* start Document passage *
Charlotte Brontë once more

Belshazzar's Feast, painting by John Martin (1820)

[Image source:'s_Feast_(Martin_painting) In the foreground are the sacred vessels of the temple, defiled by Belshazzar and his women.]

Lines Addressed to 'The Tower of All Nations'

Oh, thou great, thou mighty tower!
    Rising up so solemnly
O'er all this splendid, glorious city:
    This city of the sea ;

Thou seem'st, as silently I gaze,
   Like a pillar of the sky:
So lofty is thy structure grey ;
  So massive and so high!

The dome of Heaven is o'er thee hung
   With its maze of silver stars ;
The earth is round about thee spread
   With its eternal bars.

And such a charming doggerel
   As this was never wrote,
Not even by the mighty
   And high Sir Walter Scott!

(Charlotte Brontë, aged about 14)

A mezzotint (dating from about 1830) of John Martin's gigantic painting hung in Haworth parsonage. The young Brontës were duly impressed by the tremendous tower of Babel that looms in the background, and it became their model for the most imposing building in their imaginary world, the Tower of All Nations in Verdopolis.
* end Document passage *
* start Provided information *
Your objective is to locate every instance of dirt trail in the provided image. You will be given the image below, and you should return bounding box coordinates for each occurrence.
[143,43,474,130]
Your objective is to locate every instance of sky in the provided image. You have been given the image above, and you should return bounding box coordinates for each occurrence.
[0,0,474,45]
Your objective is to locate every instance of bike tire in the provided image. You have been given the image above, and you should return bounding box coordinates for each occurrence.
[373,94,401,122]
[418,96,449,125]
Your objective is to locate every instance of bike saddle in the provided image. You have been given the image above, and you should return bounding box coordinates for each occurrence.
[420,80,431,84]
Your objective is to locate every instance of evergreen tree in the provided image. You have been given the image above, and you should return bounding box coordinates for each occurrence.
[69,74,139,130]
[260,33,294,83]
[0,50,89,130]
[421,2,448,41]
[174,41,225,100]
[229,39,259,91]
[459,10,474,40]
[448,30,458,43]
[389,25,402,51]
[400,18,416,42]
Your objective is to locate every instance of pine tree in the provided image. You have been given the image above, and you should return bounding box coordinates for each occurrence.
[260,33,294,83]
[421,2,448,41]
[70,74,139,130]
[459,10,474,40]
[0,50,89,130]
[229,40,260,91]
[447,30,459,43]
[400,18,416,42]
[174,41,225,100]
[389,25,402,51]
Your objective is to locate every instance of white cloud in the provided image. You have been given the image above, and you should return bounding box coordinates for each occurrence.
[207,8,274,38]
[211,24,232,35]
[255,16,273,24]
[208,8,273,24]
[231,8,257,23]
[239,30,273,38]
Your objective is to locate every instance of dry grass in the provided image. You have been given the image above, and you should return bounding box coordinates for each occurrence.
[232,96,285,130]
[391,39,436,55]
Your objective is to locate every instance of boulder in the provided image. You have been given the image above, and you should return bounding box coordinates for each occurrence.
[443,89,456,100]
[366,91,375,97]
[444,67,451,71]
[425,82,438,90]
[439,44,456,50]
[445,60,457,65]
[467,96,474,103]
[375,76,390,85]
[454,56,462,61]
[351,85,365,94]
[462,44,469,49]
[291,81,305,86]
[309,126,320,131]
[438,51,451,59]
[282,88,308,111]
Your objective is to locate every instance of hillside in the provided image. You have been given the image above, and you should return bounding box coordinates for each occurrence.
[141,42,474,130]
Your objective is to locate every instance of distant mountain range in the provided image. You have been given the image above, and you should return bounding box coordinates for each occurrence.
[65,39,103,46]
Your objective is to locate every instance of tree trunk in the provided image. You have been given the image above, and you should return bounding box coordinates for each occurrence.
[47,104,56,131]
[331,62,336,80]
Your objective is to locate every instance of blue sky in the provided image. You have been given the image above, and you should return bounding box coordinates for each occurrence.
* end Provided information *
What you will do —
A. In the Charlotte Brontë passage, which building in the young Brontës' imaginary world was modeled on the tower in John Martin's painting?
B. Reproduce the stretch of the Charlotte Brontë passage from "Belshazzar's Feast, painting" through "thou mighty tower!".

Answers provided —
A. The Tower of All Nations in Verdopolis.

B.
Belshazzar's Feast, painting by John Martin (1820)

[Image source:'s_Feast_(Martin_painting) In the foreground are the sacred vessels of the temple, defiled by Belshazzar and his women.]

Lines Addressed to 'The Tower of All Nations'

Oh, thou great, thou mighty tower!